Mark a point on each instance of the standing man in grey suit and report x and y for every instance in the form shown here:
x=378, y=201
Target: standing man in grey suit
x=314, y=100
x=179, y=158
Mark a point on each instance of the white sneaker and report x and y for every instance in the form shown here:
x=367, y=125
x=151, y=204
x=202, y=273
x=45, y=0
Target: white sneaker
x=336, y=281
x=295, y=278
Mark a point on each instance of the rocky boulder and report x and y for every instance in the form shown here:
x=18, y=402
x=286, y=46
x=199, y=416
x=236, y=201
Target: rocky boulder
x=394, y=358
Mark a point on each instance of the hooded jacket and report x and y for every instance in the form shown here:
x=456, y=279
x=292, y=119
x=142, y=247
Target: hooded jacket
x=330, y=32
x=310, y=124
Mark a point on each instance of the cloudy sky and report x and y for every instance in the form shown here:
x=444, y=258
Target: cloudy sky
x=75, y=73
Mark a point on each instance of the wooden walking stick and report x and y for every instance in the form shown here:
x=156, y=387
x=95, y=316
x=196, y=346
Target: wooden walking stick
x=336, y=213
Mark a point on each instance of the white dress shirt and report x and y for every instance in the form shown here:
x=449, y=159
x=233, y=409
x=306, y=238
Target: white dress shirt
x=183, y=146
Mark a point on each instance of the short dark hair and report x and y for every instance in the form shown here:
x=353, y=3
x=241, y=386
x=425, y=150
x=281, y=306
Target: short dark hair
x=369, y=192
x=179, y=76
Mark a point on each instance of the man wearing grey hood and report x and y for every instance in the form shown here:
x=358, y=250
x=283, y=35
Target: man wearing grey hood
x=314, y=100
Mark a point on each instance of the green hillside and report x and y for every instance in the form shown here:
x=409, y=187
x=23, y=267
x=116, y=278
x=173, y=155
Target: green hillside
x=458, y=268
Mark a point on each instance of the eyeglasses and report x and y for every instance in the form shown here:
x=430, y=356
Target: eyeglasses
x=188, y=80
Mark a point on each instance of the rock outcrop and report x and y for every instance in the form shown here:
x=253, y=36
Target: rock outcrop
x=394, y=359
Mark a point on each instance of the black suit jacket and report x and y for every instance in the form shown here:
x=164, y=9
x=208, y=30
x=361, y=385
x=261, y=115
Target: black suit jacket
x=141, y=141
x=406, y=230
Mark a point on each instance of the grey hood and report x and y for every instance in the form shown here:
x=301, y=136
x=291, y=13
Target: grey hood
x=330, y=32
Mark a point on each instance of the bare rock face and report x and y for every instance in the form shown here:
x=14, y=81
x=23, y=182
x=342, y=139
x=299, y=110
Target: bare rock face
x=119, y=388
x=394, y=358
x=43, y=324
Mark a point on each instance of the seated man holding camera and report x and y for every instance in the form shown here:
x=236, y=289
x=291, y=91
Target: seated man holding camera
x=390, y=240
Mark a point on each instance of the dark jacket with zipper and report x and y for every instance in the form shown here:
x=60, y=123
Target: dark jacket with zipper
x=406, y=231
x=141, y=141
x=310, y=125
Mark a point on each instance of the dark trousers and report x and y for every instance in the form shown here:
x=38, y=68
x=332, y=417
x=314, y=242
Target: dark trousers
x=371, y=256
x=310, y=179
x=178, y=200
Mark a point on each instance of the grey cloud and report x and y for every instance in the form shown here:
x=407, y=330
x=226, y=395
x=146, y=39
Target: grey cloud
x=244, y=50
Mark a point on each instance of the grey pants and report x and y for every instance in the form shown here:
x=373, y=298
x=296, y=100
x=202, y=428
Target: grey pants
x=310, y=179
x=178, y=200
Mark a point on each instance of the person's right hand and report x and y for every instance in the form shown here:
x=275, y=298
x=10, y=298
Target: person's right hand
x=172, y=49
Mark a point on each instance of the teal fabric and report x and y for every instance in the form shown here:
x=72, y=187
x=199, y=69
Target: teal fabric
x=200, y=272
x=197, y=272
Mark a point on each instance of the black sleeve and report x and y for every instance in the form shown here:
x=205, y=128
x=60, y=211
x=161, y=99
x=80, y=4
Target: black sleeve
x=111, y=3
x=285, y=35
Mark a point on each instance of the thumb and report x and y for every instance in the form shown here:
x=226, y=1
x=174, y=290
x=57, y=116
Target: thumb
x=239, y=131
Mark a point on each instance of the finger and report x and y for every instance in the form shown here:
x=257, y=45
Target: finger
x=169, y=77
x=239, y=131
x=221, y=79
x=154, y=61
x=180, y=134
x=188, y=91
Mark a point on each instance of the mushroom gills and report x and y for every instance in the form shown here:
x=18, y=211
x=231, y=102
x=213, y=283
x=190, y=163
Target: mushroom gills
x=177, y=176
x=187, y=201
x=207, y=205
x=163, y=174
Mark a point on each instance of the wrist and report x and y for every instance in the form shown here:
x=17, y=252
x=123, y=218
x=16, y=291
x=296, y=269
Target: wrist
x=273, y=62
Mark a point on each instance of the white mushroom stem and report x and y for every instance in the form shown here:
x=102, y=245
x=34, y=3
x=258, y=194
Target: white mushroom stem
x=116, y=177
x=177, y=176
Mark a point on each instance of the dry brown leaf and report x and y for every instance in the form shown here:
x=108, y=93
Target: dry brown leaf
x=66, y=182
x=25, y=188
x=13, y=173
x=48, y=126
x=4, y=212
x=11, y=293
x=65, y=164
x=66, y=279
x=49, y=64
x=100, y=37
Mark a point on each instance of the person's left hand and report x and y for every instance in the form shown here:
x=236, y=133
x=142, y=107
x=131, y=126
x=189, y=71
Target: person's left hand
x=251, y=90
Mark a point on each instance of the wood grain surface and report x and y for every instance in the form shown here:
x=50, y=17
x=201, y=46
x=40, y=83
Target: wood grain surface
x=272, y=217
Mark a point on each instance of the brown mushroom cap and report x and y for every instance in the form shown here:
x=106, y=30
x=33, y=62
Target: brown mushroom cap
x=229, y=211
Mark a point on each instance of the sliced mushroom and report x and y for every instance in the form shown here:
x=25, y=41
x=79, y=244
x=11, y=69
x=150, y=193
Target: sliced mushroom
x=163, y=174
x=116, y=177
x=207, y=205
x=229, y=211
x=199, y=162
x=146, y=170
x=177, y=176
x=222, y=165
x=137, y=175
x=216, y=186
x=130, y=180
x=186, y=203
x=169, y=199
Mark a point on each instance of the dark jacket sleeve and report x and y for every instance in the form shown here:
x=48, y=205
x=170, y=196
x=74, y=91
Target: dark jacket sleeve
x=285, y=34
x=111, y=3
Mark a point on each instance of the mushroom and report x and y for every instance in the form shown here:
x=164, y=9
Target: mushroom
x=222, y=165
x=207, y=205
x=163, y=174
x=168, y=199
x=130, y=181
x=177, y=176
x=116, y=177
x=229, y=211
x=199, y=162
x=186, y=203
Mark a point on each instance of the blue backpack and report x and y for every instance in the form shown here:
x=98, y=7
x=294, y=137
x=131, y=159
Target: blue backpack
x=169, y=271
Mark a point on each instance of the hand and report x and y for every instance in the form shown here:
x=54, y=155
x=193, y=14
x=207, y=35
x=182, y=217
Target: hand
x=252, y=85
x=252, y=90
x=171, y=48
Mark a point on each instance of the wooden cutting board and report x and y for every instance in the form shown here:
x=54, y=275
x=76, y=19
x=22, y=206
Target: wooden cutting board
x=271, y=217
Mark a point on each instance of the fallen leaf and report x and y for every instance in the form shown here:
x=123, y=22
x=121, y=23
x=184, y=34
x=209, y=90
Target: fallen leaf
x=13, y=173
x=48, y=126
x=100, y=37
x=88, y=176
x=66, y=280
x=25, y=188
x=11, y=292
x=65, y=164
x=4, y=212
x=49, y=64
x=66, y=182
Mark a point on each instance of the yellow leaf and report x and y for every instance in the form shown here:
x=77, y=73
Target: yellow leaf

THE TASK: Render every line of the listing above as a Markdown table with the columns Row and Line, numbering each row and skipping blank lines.

RESULT:
| Row | Line |
|---|---|
| 1 | Mark a point on each instance of the standing man in grey suit and report x and y for every instance in the form shown here: |
| 2 | x=378, y=201 |
| 3 | Target: standing man in grey suit |
| 4 | x=314, y=100 |
| 5 | x=179, y=158 |
| 6 | Mark a point on each instance of the white sneaker and report x and y for every instance in the form shown here: |
| 7 | x=367, y=125 |
| 8 | x=151, y=204 |
| 9 | x=202, y=273 |
| 10 | x=45, y=0 |
| 11 | Target: white sneaker |
| 12 | x=336, y=281 |
| 13 | x=295, y=278 |
| 14 | Mark a point on each instance of the rocky boulder and report x and y for every instance in the form shown here: |
| 15 | x=18, y=402 |
| 16 | x=286, y=46 |
| 17 | x=199, y=416 |
| 18 | x=236, y=201 |
| 19 | Target: rocky boulder |
| 20 | x=394, y=358 |
| 21 | Mark a point on each instance of the hooded jacket and report x and y for every instance in the form shown here: |
| 22 | x=456, y=279 |
| 23 | x=292, y=119 |
| 24 | x=142, y=247 |
| 25 | Target: hooded jacket |
| 26 | x=330, y=32 |
| 27 | x=310, y=124 |
| 28 | Mark a point on each instance of the cloudy sky and report x and y for every instance in the form shown here: |
| 29 | x=444, y=258 |
| 30 | Target: cloudy sky |
| 31 | x=75, y=73 |
| 32 | Mark a point on each instance of the wooden walking stick and report x and y for every instance in the form shown here: |
| 33 | x=156, y=387 |
| 34 | x=95, y=316 |
| 35 | x=196, y=346 |
| 36 | Target: wooden walking stick |
| 37 | x=336, y=213 |
| 38 | Mark a point on each instance of the white dress shirt and report x and y for every instance in the form shown here: |
| 39 | x=449, y=159 |
| 40 | x=233, y=409 |
| 41 | x=306, y=238 |
| 42 | Target: white dress shirt |
| 43 | x=183, y=146 |
| 44 | Mark a point on each instance of the short dark hair and report x and y for every instance in the form shown here: |
| 45 | x=353, y=3 |
| 46 | x=241, y=386 |
| 47 | x=425, y=150 |
| 48 | x=281, y=306 |
| 49 | Target: short dark hair |
| 50 | x=369, y=192 |
| 51 | x=179, y=76 |
| 52 | Mark a point on each instance of the man wearing grey hood and report x and y for every instance in the form shown here: |
| 53 | x=358, y=250 |
| 54 | x=283, y=35 |
| 55 | Target: man wearing grey hood |
| 56 | x=314, y=100 |
| 57 | Mark a point on each instance of the green hillside and report x and y for every instance in the form shown here: |
| 58 | x=409, y=187 |
| 59 | x=23, y=267 |
| 60 | x=116, y=278 |
| 61 | x=173, y=155 |
| 62 | Target: green hillside |
| 63 | x=458, y=268 |
| 64 | Mark a point on each instance of the eyeglasses and report x and y for every instance in the form shown here: |
| 65 | x=430, y=356 |
| 66 | Target: eyeglasses |
| 67 | x=188, y=80 |
| 68 | Mark a point on each instance of the rock outcrop and report x and y for every instance in the form shown here: |
| 69 | x=253, y=36 |
| 70 | Target: rock outcrop |
| 71 | x=394, y=359 |
| 72 | Mark a point on each instance of the black suit jacket and report x and y for every instance in the form shown here: |
| 73 | x=164, y=9 |
| 74 | x=208, y=30 |
| 75 | x=361, y=385 |
| 76 | x=261, y=115 |
| 77 | Target: black suit jacket |
| 78 | x=141, y=141 |
| 79 | x=406, y=230 |
| 80 | Mark a point on each instance of the grey hood and report x and y for every instance in the form shown here: |
| 81 | x=301, y=136 |
| 82 | x=291, y=13 |
| 83 | Target: grey hood |
| 84 | x=330, y=32 |
| 85 | Mark a point on each instance of the bare rock face and report x and y for every instance in the form shown here: |
| 86 | x=14, y=81 |
| 87 | x=23, y=182 |
| 88 | x=342, y=139 |
| 89 | x=299, y=110 |
| 90 | Target: bare rock face |
| 91 | x=119, y=388 |
| 92 | x=394, y=358 |
| 93 | x=43, y=324 |
| 94 | Mark a point on each instance of the seated man holding camera and report x and y for every instance in the form shown here: |
| 95 | x=236, y=289 |
| 96 | x=291, y=91 |
| 97 | Target: seated man holding camera |
| 98 | x=390, y=240 |
| 99 | Mark a point on each instance of the dark jacket with zipper and report x and y for every instance in the form shown here: |
| 100 | x=60, y=123 |
| 101 | Target: dark jacket with zipper |
| 102 | x=406, y=231 |
| 103 | x=141, y=141 |
| 104 | x=310, y=125 |
| 105 | Mark a point on each instance of the dark trousers and report x and y for every instance in the form shown here: |
| 106 | x=38, y=68 |
| 107 | x=332, y=417 |
| 108 | x=314, y=242 |
| 109 | Target: dark trousers |
| 110 | x=371, y=256 |
| 111 | x=310, y=179 |
| 112 | x=178, y=200 |
| 113 | Mark a point on each instance of the grey cloud and report x and y for every instance in the form shown here: |
| 114 | x=407, y=330 |
| 115 | x=226, y=395 |
| 116 | x=146, y=39 |
| 117 | Target: grey cloud |
| 118 | x=244, y=50 |
| 119 | Mark a point on each instance of the grey pants and report x and y for every instance in the form shown here: |
| 120 | x=373, y=298 |
| 121 | x=296, y=100 |
| 122 | x=202, y=428 |
| 123 | Target: grey pants |
| 124 | x=310, y=179 |
| 125 | x=178, y=200 |
| 126 | Mark a point on each instance of the person's right hand and report x and y for every instance in the form shown here: |
| 127 | x=275, y=298 |
| 128 | x=10, y=298 |
| 129 | Target: person's right hand |
| 130 | x=172, y=49 |
| 131 | Mark a point on each instance of the teal fabric and report x and y for every instance in the form shown here: |
| 132 | x=72, y=187 |
| 133 | x=199, y=69 |
| 134 | Target: teal fabric |
| 135 | x=200, y=272 |
| 136 | x=197, y=272 |
| 137 | Mark a point on each instance of the black sleeve and report x and y for every instance in the form shown here: |
| 138 | x=205, y=128 |
| 139 | x=60, y=211 |
| 140 | x=161, y=99 |
| 141 | x=80, y=4 |
| 142 | Target: black sleeve |
| 143 | x=111, y=3 |
| 144 | x=285, y=35 |
| 145 | Mark a point on each instance of the thumb and report x and y for every instance in the form shown here: |
| 146 | x=226, y=1 |
| 147 | x=174, y=290 |
| 148 | x=57, y=116 |
| 149 | Target: thumb |
| 150 | x=239, y=131 |
| 151 | Mark a point on each instance of the finger and report x and y for every instance in the form shown here: |
| 152 | x=257, y=45 |
| 153 | Target: finger |
| 154 | x=169, y=77 |
| 155 | x=239, y=131 |
| 156 | x=221, y=79 |
| 157 | x=154, y=61 |
| 158 | x=180, y=134 |
| 159 | x=188, y=91 |
| 160 | Mark a point on each instance of the mushroom gills and report x and y for every instance in the form shown here: |
| 161 | x=18, y=211 |
| 162 | x=231, y=102 |
| 163 | x=213, y=283 |
| 164 | x=190, y=163 |
| 165 | Target: mushroom gills |
| 166 | x=177, y=176 |
| 167 | x=187, y=201 |
| 168 | x=207, y=205 |
| 169 | x=163, y=174 |
| 170 | Mark a point on each instance of the wrist and report x and y for every instance in the form shown here: |
| 171 | x=17, y=252 |
| 172 | x=123, y=218 |
| 173 | x=16, y=291 |
| 174 | x=296, y=269 |
| 175 | Target: wrist |
| 176 | x=273, y=62 |
| 177 | Mark a point on each instance of the white mushroom stem and report x and y for every instance in the form shown here: |
| 178 | x=102, y=245 |
| 179 | x=34, y=3 |
| 180 | x=258, y=194 |
| 181 | Target: white mushroom stem |
| 182 | x=116, y=177 |
| 183 | x=177, y=176 |
| 184 | Mark a point on each instance of the dry brown leaf and report x and y for every instance in the form shown here: |
| 185 | x=108, y=93 |
| 186 | Target: dry brown leaf |
| 187 | x=66, y=182 |
| 188 | x=25, y=188 |
| 189 | x=13, y=173 |
| 190 | x=48, y=126 |
| 191 | x=4, y=212 |
| 192 | x=11, y=293 |
| 193 | x=65, y=164 |
| 194 | x=66, y=279 |
| 195 | x=49, y=64 |
| 196 | x=100, y=37 |
| 197 | Mark a point on each instance of the person's left hand and report x and y for every instance in the form shown here: |
| 198 | x=236, y=133 |
| 199 | x=142, y=107 |
| 200 | x=131, y=126 |
| 201 | x=189, y=71 |
| 202 | Target: person's left hand |
| 203 | x=251, y=90 |
| 204 | Mark a point on each instance of the wood grain surface and report x and y for every instance in the form shown here: |
| 205 | x=50, y=17 |
| 206 | x=201, y=46 |
| 207 | x=40, y=83 |
| 208 | Target: wood grain surface |
| 209 | x=272, y=217 |
| 210 | Mark a point on each instance of the brown mushroom cap and report x and y for every instance in the form shown here: |
| 211 | x=106, y=30 |
| 212 | x=33, y=62 |
| 213 | Target: brown mushroom cap |
| 214 | x=229, y=211 |
| 215 | Mark a point on each instance of the sliced mushroom and report x and y for every instance in the form shown here: |
| 216 | x=25, y=41 |
| 217 | x=79, y=244 |
| 218 | x=11, y=69 |
| 219 | x=150, y=193 |
| 220 | Target: sliced mushroom |
| 221 | x=163, y=174 |
| 222 | x=116, y=177 |
| 223 | x=207, y=205 |
| 224 | x=229, y=211 |
| 225 | x=199, y=162 |
| 226 | x=146, y=170 |
| 227 | x=177, y=176 |
| 228 | x=222, y=165 |
| 229 | x=137, y=175 |
| 230 | x=216, y=186 |
| 231 | x=130, y=180 |
| 232 | x=186, y=203 |
| 233 | x=169, y=199 |
| 234 | Mark a point on each instance of the dark jacket sleeve and report x and y for every instance in the form shown here: |
| 235 | x=48, y=205 |
| 236 | x=170, y=196 |
| 237 | x=74, y=91 |
| 238 | Target: dark jacket sleeve |
| 239 | x=285, y=34 |
| 240 | x=111, y=3 |
| 241 | Mark a point on each instance of the mushroom and report x and y for every instance in the form shown here: |
| 242 | x=164, y=9 |
| 243 | Target: mushroom |
| 244 | x=222, y=165 |
| 245 | x=207, y=205 |
| 246 | x=163, y=174 |
| 247 | x=168, y=199 |
| 248 | x=130, y=181 |
| 249 | x=177, y=176 |
| 250 | x=116, y=177 |
| 251 | x=229, y=211 |
| 252 | x=199, y=162 |
| 253 | x=186, y=203 |
| 254 | Mark a point on each instance of the blue backpack and report x and y for every instance in the form shown here: |
| 255 | x=98, y=7 |
| 256 | x=294, y=137 |
| 257 | x=131, y=159 |
| 258 | Target: blue backpack |
| 259 | x=169, y=271 |
| 260 | Mark a point on each instance of the hand and report x and y for every instance in the form shown here: |
| 261 | x=54, y=155 |
| 262 | x=193, y=14 |
| 263 | x=207, y=35 |
| 264 | x=182, y=217 |
| 265 | Target: hand |
| 266 | x=252, y=85 |
| 267 | x=252, y=90 |
| 268 | x=171, y=48 |
| 269 | Mark a point on each instance of the wooden cutting board and report x and y for every instance in the form shown here: |
| 270 | x=54, y=275 |
| 271 | x=76, y=19 |
| 272 | x=22, y=206 |
| 273 | Target: wooden cutting board |
| 274 | x=271, y=217 |
| 275 | Mark a point on each instance of the fallen leaf and report x and y for every instance in the form shown here: |
| 276 | x=123, y=22 |
| 277 | x=121, y=23 |
| 278 | x=184, y=34 |
| 279 | x=209, y=90 |
| 280 | Target: fallen leaf |
| 281 | x=13, y=173 |
| 282 | x=48, y=126 |
| 283 | x=100, y=37 |
| 284 | x=88, y=176 |
| 285 | x=66, y=280 |
| 286 | x=25, y=188 |
| 287 | x=11, y=292 |
| 288 | x=65, y=164 |
| 289 | x=4, y=212 |
| 290 | x=49, y=64 |
| 291 | x=66, y=182 |
| 292 | Mark a point on each instance of the yellow leaf and report x and y for every instance in the form shown here: |
| 293 | x=77, y=73 |
| 294 | Target: yellow leaf |